» QUESTIONS ON THE MATERIAL
1 > In the profile of Shirley, rewrite the passage from "They celebrated the" to "had four daughters.", substituting "secondary school" for "high school" each time it occurs.
2 > According to the profile of Shirley, what degree did she earn at Iowa State in 1989?
3 > Write what comes next in the profile of Shirley, starting after its final sentence.

» TEXT BLOCK
They celebrated the milestone by buying an RV and taking their grown children and their families on a Disney Dream cruise.

“Is that not cool?” she asks, smiling broadly. “I have a lot of people who want me to adopt them.”

Shirley grew up in Hampton, Iowa, where she was the high school homecoming queen. She spent two years in New York after high school – as a “guidette” for NBC Studios and a receptionist for Jack Paar, an early host of The Tonight Show.

“I hate to tell people that, because it dates me,” Shirley laughs.

She returned to the Midwest, married Leonard, her high school sweetheart, and had four daughters.

College came later. Much later. She earned her bachelor’s degree from Wartburg College in Waverly, Iowa, and attended Iowa State for a 1989 master’s in counseling at the same time one of her daughters was enrolled.

» DATA UNDER STUDY
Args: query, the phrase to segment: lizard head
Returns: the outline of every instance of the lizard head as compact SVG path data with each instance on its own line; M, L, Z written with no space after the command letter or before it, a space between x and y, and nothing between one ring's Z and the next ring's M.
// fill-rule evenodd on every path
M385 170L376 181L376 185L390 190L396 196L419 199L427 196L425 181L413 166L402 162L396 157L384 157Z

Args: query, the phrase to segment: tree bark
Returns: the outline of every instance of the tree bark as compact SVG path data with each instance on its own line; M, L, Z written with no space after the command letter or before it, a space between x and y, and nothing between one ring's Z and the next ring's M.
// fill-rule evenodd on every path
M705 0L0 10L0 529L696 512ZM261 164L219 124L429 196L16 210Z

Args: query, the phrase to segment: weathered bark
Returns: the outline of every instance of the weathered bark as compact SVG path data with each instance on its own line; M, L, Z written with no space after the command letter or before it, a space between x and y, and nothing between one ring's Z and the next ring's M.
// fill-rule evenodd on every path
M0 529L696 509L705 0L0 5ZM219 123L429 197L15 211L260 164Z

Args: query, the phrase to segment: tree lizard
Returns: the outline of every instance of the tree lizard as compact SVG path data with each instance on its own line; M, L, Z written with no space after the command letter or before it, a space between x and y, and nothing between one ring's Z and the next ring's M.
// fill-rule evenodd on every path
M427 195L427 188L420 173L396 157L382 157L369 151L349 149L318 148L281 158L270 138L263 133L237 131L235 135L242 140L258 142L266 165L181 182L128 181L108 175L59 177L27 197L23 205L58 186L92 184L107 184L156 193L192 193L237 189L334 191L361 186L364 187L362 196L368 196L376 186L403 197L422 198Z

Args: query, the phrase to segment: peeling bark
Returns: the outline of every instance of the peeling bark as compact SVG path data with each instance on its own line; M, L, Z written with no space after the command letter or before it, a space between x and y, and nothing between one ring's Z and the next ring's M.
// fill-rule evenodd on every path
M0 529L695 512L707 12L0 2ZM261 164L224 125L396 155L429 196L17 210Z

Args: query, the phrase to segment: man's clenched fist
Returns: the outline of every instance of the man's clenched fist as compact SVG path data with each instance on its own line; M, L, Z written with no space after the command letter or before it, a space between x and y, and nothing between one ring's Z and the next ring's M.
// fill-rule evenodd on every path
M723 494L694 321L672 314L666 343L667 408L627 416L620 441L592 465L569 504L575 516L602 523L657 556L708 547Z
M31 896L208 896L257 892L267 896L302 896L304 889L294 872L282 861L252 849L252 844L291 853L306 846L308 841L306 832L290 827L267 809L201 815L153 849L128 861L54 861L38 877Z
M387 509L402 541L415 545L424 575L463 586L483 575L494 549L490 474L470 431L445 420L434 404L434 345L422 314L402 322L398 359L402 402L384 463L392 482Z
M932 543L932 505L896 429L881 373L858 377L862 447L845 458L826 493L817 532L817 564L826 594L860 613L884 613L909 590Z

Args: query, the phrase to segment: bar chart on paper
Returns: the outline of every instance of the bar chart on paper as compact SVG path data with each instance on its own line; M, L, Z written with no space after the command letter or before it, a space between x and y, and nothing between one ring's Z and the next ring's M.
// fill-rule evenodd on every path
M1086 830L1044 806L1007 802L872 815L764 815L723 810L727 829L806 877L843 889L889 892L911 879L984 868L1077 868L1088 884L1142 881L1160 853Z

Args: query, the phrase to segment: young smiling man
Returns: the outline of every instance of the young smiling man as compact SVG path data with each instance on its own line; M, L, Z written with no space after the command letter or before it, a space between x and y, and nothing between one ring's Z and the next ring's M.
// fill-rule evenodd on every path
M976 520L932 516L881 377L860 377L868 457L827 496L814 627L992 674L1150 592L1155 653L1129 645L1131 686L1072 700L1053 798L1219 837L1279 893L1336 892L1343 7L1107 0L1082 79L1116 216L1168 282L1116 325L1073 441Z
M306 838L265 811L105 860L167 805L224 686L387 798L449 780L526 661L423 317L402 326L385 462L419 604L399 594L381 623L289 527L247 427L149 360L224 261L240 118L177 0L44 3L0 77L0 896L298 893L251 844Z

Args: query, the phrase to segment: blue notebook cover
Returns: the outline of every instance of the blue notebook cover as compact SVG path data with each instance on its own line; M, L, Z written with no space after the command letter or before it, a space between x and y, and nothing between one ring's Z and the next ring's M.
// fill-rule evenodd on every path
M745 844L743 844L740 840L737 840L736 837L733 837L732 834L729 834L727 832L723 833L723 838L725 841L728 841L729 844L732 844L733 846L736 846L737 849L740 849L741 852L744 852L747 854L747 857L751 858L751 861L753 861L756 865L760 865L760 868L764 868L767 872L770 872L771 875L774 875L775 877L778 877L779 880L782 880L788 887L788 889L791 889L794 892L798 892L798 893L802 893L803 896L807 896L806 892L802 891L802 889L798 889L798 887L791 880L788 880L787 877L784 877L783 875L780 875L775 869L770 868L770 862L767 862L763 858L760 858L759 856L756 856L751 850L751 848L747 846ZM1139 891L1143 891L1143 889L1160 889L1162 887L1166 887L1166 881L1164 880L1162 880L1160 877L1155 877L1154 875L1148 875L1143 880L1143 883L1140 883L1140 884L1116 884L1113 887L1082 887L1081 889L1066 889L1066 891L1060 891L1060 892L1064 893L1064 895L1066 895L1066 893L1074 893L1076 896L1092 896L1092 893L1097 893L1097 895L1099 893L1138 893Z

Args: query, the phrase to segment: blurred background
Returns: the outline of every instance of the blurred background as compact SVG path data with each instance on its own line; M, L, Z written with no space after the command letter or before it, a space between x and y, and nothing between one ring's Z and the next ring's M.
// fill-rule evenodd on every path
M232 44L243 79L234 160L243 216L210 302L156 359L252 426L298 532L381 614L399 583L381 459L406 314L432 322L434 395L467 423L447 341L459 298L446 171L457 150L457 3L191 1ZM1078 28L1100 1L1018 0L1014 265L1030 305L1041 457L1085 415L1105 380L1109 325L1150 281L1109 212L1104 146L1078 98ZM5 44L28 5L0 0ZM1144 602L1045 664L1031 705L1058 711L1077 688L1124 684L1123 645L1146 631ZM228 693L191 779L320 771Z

» ANSWERS TO THIS EXERCISE
1 >
They celebrated the milestone by buying an RV and taking their grown children and their families on a Disney Dream cruise.

“Is that not cool?” she asks, smiling broadly. “I have a lot of people who want me to adopt them.”

Shirley grew up in Hampton, Iowa, where she was the secondary school homecoming queen. She spent two years in New York after secondary school – as a “guidette” for NBC Studios and a receptionist for Jack Paar, an early host of The Tonight Show.

“I hate to tell people that, because it dates me,” Shirley laughs.

She returned to the Midwest, married Leonard, her secondary school sweetheart, and had four daughters.

2 > A master's in counseling.

3 >
As a professional counselor, Shirley adopted the persona of “The Sparkle Lady” – “Feathers and sparkles are my thing,” she says – and her career allowed her to counsel children, teens, couples, and parents for 20 years in California. She also taught summer workshops at Iowa State, training other counselors to use puppets and a sense of humor in their work.

At the peak of her career, she had 150 puppets, all with names and individual personalities. She’s given away most of them over the years, but the few remaining ones travelled with the Koenens when they moved from their home in Bakersfield, Calif., to Bella Vista, Ark., in 2009.

They chose Bella Vista not so much for its seven golf courses as for its cultural attractions and healthy mix of people.

“Don’t put me in a 55-and-older [retirement community],” Shirley says. “I like having children around. My kids say I’ve never grown up.”